Exercise details: Only the lines from the beginning of the data below through the line that contains "find | sea horizon" should be repeated, exactly as written.

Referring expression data

-- Opening Marker --

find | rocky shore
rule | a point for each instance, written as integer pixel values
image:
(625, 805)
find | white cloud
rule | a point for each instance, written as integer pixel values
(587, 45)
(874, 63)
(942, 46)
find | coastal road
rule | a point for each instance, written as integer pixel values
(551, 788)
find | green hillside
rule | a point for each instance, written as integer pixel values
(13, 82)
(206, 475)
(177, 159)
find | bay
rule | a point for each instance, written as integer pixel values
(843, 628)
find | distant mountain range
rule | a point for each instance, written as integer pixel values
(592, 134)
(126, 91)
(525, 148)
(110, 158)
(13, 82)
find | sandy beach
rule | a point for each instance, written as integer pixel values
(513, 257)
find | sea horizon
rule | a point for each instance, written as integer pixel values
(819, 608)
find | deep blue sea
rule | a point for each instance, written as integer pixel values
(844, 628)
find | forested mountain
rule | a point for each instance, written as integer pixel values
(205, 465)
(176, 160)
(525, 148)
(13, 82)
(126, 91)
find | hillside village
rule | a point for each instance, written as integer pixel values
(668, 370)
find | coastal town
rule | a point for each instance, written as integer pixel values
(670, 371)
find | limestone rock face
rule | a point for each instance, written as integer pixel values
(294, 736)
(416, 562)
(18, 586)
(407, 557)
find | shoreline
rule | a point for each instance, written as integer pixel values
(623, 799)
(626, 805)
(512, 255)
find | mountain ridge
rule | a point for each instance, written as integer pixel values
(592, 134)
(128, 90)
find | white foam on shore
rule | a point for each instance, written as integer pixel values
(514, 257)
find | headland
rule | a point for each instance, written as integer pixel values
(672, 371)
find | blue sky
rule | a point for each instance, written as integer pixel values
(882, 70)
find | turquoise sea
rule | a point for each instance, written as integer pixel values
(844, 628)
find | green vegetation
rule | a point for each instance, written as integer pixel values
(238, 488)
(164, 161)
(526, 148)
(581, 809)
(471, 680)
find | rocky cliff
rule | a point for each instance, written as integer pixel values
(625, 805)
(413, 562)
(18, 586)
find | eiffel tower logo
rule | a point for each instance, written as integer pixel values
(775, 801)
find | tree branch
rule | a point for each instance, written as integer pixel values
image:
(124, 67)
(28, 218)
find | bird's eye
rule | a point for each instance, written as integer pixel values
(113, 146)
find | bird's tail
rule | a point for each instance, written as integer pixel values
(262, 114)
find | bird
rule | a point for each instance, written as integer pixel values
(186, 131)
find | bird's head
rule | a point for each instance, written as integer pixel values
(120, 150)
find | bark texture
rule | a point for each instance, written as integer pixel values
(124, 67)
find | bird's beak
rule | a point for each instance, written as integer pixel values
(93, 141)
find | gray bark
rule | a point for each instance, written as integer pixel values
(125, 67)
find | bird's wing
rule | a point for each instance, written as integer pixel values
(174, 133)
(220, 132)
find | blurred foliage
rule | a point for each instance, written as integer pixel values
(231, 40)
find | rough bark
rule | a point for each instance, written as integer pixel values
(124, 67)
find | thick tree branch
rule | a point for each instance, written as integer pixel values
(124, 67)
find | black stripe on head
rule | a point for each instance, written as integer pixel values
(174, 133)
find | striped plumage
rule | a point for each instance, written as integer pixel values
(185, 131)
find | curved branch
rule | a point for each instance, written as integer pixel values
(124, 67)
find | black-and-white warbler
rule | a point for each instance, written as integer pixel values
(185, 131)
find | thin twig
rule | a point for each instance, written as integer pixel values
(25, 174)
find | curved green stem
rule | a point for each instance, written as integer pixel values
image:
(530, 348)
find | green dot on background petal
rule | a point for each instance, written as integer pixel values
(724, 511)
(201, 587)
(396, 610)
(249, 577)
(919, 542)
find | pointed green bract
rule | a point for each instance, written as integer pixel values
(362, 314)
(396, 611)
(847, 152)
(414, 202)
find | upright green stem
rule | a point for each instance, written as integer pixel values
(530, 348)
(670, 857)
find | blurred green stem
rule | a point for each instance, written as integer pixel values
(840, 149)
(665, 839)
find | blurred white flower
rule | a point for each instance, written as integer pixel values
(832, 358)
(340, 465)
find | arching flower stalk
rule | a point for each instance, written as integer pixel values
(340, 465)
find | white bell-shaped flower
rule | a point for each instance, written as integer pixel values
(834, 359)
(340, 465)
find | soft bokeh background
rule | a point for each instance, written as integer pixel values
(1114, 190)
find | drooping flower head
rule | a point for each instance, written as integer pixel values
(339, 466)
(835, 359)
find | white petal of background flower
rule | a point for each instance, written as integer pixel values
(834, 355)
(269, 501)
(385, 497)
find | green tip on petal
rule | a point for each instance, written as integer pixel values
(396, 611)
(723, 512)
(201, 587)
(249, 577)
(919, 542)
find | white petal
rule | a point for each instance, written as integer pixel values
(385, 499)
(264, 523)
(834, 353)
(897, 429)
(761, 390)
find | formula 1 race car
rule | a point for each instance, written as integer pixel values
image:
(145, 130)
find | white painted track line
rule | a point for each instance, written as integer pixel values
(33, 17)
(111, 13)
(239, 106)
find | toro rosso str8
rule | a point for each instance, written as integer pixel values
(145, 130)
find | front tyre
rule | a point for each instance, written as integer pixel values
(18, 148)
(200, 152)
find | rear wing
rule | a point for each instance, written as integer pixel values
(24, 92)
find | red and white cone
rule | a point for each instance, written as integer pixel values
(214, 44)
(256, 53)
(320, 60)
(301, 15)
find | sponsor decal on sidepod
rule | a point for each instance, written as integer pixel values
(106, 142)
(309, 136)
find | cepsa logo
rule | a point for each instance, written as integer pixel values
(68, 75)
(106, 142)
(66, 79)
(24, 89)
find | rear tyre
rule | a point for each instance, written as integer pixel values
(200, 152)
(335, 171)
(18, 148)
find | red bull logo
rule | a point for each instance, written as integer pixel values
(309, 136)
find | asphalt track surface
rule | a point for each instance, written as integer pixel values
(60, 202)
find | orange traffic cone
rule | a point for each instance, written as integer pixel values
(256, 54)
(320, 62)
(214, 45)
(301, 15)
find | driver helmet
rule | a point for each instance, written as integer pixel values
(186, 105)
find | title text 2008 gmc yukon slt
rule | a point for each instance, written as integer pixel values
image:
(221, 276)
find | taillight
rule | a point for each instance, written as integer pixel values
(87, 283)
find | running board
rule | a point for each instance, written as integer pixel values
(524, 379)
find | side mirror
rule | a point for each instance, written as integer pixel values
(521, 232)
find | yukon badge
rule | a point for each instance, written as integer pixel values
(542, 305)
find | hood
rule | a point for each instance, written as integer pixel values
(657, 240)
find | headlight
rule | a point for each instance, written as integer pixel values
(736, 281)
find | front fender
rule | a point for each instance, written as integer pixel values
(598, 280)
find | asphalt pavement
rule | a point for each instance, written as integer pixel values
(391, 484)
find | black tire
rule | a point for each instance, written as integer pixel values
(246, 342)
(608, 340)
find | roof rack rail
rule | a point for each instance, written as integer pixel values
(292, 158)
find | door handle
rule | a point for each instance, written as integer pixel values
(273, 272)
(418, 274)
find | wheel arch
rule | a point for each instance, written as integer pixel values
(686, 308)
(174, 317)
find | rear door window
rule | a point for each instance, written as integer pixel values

-- Closing Marker --

Answer area:
find | rocky shore
rule | a point for each instance, written as integer pixel values
image:
(625, 805)
find | white cloud
rule | a point for each instance, written as integer pixel values
(587, 45)
(874, 63)
(942, 46)
find | coastal road
rule | a point for each instance, written as integer pixel values
(551, 788)
find | green hillside
rule | a point for each instance, written as integer pixel values
(13, 82)
(206, 475)
(177, 159)
find | bay
rule | a point for each instance, written as integer pixel values
(843, 628)
find | distant mountain range
rule | a point for each instance, written as integer pixel values
(592, 134)
(126, 91)
(525, 148)
(110, 158)
(13, 82)
find | sandy beach
rule | a point for each instance, written as integer pixel values
(513, 257)
find | sea horizon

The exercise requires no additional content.